### Request A
Put the records into a numbered list, starting at the line that contains "Category: man's beard" and ending at the last line of the records, with blank lines left out.

On July 7, 1987, Lieutenant Col. Oliver North gave his first of several days of testimony to a joint congressional committee investigating what would later be known as the Iran-Contra affair. A New York Times report from the next day gives an instructive description of North’s testimony: “Through the smirks and winks and teary eyes, through the ‘Peck’s Bad Boy’ grins and the earnest altar-boy gazes, [North] seemed to be starring in his own movie.”
Through North’s remarks, and those of fellow conspirators in a series of televised hearings that captivated the American public during the summer of ’87, details of a plot to sell arms to Iran via Israeli intermediaries and divert the funds to support Nicaraguan Contra forces fighting a leftist revolution came to light. North admitted lying to Congress, shredding documents, and ultimately called the scheme a “neat idea.”
Around that time, a crew comprised of Matt George, Chris Berk, Ira Opper, and Rick Slade embarked on a trip to Costa Rica to shoot for a Surfer Magazine TV show set to air on ESPN (it ultimately won an Emmy for Original Sports Production). The episode chronicles a 5-day jaunt through Costa Rica, concluding at a right pointbreak described as “just south of the Nicaraguan border.”
Ira Opper and Matt George ultimately named the spot “Ollie’s Point” both to not give up the spot’s location – which, by now is well known as the beach of Portrero Grande – and as a nod to Oliver North and the Iran-Contra scandal whose layers Congress and the American public were in the midst of peeling back like an onion.

### Coordinate labeling data
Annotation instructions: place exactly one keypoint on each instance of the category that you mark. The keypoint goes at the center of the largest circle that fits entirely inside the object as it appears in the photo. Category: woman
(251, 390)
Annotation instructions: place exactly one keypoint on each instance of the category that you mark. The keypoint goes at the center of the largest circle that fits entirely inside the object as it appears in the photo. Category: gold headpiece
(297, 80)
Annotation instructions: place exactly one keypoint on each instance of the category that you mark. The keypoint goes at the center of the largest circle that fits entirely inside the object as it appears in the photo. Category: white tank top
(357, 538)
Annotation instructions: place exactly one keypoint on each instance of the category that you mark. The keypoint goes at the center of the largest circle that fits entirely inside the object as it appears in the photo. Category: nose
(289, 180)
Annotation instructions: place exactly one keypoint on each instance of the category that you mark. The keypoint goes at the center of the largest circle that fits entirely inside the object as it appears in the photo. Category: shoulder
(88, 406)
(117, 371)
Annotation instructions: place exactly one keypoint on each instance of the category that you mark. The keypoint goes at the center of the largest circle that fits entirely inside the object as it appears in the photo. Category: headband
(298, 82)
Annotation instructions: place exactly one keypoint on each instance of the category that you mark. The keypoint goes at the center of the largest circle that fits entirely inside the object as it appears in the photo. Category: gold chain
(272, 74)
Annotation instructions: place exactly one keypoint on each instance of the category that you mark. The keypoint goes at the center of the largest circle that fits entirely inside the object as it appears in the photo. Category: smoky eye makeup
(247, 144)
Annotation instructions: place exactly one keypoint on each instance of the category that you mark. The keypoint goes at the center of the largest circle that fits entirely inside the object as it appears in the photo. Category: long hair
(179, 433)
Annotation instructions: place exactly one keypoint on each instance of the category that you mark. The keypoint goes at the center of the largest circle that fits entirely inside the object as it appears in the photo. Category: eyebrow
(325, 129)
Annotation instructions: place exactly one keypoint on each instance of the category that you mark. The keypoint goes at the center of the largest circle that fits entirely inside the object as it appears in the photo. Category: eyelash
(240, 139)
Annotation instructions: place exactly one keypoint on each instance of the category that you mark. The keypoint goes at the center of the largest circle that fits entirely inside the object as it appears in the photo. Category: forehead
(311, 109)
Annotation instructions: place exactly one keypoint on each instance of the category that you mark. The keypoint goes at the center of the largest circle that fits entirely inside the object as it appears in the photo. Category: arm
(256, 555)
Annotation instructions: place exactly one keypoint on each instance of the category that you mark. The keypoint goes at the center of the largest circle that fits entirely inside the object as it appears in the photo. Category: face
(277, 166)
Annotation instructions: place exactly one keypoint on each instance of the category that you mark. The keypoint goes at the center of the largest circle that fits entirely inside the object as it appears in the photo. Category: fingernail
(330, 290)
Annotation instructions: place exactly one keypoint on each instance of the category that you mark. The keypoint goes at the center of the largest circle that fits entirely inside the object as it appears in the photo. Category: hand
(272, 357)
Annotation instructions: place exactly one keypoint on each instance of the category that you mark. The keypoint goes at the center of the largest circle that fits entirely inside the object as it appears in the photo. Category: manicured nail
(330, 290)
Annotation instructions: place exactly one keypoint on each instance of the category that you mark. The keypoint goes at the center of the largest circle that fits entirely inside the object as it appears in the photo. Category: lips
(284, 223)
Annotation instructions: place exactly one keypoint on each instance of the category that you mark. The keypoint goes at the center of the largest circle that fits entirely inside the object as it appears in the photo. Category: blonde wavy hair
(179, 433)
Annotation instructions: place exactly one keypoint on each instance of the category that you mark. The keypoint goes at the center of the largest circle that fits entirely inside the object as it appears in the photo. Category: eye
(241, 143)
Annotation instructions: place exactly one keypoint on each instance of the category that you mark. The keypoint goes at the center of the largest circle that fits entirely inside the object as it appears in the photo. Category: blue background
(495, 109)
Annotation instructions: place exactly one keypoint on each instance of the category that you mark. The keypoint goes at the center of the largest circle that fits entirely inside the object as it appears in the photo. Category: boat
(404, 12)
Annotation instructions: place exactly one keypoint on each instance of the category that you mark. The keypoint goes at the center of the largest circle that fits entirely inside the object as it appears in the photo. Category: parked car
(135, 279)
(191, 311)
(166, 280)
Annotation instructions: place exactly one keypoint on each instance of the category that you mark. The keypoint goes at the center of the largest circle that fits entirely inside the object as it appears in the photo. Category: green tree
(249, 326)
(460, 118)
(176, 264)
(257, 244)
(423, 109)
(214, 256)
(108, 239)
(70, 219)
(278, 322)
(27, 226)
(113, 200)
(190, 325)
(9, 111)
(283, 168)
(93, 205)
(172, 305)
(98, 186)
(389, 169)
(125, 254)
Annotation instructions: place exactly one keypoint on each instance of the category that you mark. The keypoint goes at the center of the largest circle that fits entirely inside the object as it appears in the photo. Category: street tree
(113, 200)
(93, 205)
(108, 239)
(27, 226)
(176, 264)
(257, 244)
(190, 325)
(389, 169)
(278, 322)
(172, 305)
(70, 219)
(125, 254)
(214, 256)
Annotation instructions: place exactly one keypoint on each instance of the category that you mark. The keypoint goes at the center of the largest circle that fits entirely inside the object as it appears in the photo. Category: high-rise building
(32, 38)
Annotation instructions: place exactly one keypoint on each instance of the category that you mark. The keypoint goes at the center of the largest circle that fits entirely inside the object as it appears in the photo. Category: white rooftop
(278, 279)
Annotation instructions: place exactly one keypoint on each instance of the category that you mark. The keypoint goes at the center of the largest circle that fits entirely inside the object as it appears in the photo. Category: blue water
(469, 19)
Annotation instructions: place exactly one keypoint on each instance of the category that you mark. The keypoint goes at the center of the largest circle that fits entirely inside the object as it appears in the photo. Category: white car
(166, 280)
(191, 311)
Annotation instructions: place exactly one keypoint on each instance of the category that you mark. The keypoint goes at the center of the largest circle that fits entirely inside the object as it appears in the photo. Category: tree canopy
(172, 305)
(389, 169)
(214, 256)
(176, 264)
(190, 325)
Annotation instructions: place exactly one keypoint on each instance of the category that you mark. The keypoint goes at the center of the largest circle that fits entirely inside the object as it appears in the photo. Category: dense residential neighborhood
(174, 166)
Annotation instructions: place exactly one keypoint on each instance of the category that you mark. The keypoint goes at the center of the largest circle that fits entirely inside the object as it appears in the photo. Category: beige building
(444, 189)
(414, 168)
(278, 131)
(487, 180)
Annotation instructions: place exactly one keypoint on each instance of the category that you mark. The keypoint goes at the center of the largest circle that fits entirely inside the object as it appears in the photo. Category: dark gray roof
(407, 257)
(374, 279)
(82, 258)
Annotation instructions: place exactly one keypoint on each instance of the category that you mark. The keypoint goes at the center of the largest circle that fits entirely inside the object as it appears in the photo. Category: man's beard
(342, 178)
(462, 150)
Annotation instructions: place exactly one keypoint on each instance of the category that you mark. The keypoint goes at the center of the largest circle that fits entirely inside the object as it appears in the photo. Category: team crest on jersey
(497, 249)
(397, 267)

### Request B
Name the members of the crew that traveled to Costa Rica, according to the text about Ollie's Point.

### Written answer A
1. Annotation instructions: place exactly one keypoint on each instance of the category that you mark. The keypoint goes at the center of the largest circle that fits entirely inside the object as it appears in the photo. Category: man's beard
2. (342, 178)
3. (462, 150)
4. Annotation instructions: place exactly one keypoint on each instance of the category that you mark. The keypoint goes at the center of the largest circle that fits entirely inside the object as it appears in the photo. Category: team crest on jersey
5. (497, 249)
6. (397, 267)

### Written answer B
Matt George, Chris Berk, Ira Opper, Rick Slade